Document segment -
Can Neighborhood Outreach Boost Obamacare Enrollment?

Bridgette Richardson Hempstead knows almost nothing about football, but she recently found herself standing on the sidelines of the Seattle Seahawks' CenturyLink Field, with microphone in hand and a large TV camera projecting her image on a Jumbotron to 70,000 excited fans as she belted the national anthem. She said some on the field were crying.

"It was pretty incredible. They said they had never ever had anyone sing the anthem like that and have a reaction from the community like that," Hempstead says. "Too bad they lost."

Passions run high in electrically charged communities united in a single cause. That cause might be beating the Cowboys—or, in Hempstead's day job, making sure that women of color have access to appropriate health care. A breast-cancer survivor and head of the trusted health advocacy group Cierra Sisters, Hempstead gives assurance and advice to those who are afraid to go to the doctor or flummoxed by the world of health insurance.

Data extract -

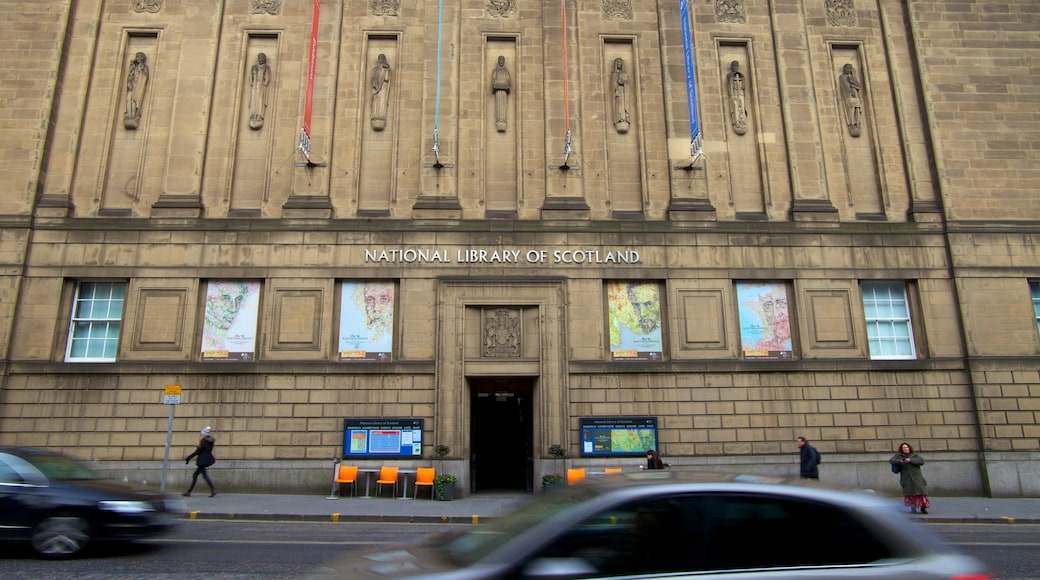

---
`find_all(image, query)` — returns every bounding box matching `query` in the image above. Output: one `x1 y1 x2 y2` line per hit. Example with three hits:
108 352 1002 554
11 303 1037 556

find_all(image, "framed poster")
606 281 665 361
578 417 657 457
202 280 260 361
337 280 395 362
343 418 422 459
736 282 794 361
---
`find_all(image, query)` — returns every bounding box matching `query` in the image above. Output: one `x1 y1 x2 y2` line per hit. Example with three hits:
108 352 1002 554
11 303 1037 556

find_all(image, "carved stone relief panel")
716 0 747 23
369 0 400 16
826 0 856 26
130 0 162 15
488 0 517 18
603 0 632 20
480 308 521 359
253 0 282 16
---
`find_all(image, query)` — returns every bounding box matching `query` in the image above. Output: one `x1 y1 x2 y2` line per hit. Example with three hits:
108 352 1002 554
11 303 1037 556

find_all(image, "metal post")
326 457 341 499
159 404 177 492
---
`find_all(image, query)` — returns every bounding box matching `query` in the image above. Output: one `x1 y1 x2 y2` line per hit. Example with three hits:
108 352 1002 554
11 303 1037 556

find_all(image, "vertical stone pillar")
770 0 838 221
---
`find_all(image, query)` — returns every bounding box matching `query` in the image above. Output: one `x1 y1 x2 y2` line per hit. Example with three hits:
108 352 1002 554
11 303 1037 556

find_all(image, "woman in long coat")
888 442 932 513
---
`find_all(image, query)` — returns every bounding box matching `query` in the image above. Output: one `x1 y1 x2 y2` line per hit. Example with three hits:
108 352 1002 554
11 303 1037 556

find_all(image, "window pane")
863 282 916 359
1030 282 1040 332
66 282 126 362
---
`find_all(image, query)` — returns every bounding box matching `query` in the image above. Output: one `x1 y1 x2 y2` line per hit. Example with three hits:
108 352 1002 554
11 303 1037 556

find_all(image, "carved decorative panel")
130 0 162 15
716 0 748 23
480 308 521 359
369 0 400 16
253 0 282 16
488 0 517 18
827 0 856 26
603 0 632 20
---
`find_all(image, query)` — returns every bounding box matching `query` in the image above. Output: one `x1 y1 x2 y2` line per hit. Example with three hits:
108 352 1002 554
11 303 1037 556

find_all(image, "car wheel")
32 515 90 558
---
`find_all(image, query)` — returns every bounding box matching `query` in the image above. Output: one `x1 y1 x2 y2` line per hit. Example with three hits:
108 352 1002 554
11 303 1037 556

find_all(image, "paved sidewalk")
183 493 1040 524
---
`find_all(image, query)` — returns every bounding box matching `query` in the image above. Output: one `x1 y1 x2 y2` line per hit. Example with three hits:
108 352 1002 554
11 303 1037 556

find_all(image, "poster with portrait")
606 281 664 361
736 282 794 361
202 280 260 361
337 280 394 363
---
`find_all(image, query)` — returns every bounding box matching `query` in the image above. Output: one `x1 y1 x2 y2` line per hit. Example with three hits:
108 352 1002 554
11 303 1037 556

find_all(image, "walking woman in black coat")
181 425 216 497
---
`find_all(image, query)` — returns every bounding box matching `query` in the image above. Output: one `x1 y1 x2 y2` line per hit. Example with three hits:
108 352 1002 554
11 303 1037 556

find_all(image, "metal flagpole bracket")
422 129 454 170
549 129 579 173
296 127 329 169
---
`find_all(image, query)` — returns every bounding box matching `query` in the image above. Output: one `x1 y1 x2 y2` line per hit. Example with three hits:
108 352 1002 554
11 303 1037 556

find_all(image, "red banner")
304 0 321 139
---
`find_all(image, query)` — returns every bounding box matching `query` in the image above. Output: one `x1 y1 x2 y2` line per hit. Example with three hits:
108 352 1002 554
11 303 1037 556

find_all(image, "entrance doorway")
469 377 535 492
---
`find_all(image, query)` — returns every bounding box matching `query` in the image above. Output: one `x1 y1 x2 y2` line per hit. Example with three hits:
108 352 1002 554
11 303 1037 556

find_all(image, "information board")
578 417 657 457
343 418 422 459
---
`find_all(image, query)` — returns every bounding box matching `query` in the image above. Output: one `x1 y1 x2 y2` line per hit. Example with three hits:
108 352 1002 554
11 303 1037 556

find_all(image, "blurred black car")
313 471 990 580
0 447 185 558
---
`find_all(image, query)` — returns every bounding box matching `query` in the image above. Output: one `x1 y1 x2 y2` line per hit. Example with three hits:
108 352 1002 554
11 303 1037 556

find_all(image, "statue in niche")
610 57 632 133
726 60 748 135
250 52 270 130
838 64 863 137
491 56 513 133
371 54 390 131
123 52 148 131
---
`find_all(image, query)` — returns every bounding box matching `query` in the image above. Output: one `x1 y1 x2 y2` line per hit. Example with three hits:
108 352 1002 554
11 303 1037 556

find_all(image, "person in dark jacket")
647 449 665 469
796 437 820 479
888 442 932 513
181 425 216 497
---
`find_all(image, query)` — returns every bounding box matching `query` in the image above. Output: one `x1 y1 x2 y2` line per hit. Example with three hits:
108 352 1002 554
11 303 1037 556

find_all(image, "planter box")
434 483 454 501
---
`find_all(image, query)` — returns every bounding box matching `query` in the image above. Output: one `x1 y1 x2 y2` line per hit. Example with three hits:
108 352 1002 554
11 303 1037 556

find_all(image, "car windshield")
25 452 98 481
443 486 599 565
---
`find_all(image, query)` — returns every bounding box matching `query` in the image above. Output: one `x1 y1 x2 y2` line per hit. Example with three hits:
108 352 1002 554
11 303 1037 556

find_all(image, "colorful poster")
202 280 260 361
736 282 794 361
606 281 664 361
338 281 394 362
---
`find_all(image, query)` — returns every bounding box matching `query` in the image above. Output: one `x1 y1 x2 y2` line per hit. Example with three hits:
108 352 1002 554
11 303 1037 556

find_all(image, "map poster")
578 417 657 456
338 280 394 362
202 280 260 361
606 281 665 361
736 282 794 361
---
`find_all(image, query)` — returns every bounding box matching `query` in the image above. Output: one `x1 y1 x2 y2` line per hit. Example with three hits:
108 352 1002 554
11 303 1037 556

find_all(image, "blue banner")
679 0 701 149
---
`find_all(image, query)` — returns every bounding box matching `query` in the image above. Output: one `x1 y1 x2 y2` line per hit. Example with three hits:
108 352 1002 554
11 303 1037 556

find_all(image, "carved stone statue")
123 52 148 131
838 64 863 137
726 60 748 135
610 58 632 133
491 56 513 133
250 52 270 129
371 54 390 131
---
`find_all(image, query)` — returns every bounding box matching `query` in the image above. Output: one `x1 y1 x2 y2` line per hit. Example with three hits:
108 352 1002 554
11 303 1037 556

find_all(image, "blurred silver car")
0 447 186 558
315 471 990 580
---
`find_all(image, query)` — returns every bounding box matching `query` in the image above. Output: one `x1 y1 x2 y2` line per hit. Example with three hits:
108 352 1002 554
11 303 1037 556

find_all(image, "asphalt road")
0 521 1040 580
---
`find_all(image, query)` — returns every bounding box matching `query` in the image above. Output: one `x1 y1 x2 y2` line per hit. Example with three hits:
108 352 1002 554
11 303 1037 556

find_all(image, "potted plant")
542 445 567 493
542 473 565 492
434 473 459 501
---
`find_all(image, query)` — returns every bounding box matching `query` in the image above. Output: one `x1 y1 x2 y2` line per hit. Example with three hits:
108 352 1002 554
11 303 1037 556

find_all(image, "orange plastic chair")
567 468 584 485
375 466 397 497
336 466 358 496
412 468 437 499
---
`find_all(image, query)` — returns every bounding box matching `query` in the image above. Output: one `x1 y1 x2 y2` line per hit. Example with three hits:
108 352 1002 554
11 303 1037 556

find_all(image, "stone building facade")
0 0 1040 496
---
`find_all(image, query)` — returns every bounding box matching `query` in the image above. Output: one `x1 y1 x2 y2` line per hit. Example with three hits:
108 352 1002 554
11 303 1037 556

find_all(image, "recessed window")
1030 281 1040 333
863 282 916 360
66 282 126 363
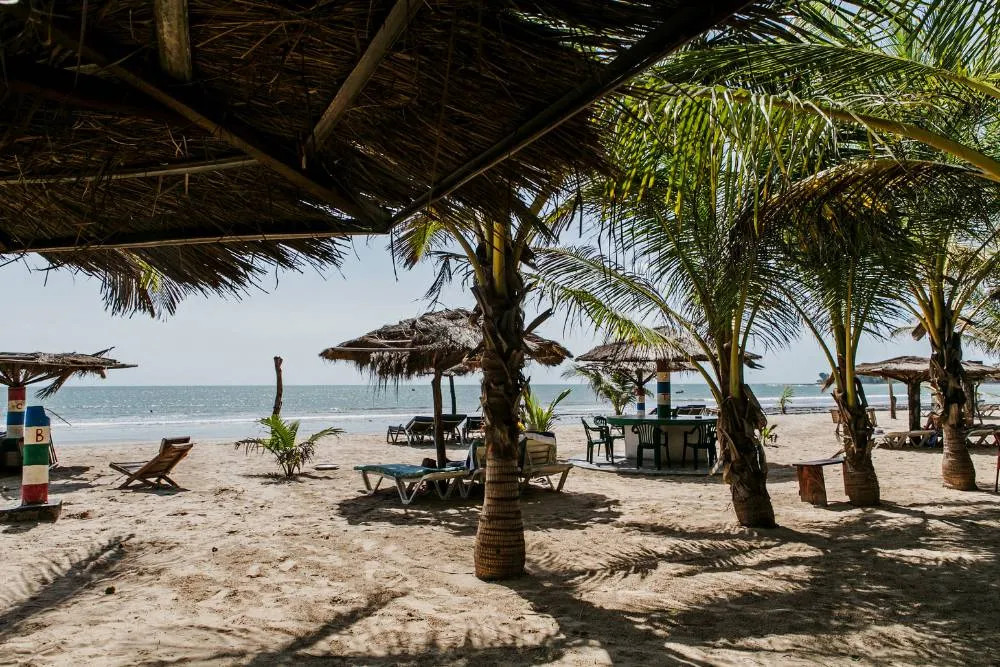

What to produce - In the article on Obamacare outreach, what group does Bridgette Richardson Hempstead head?

Exercise output - Cierra Sisters, a health advocacy group.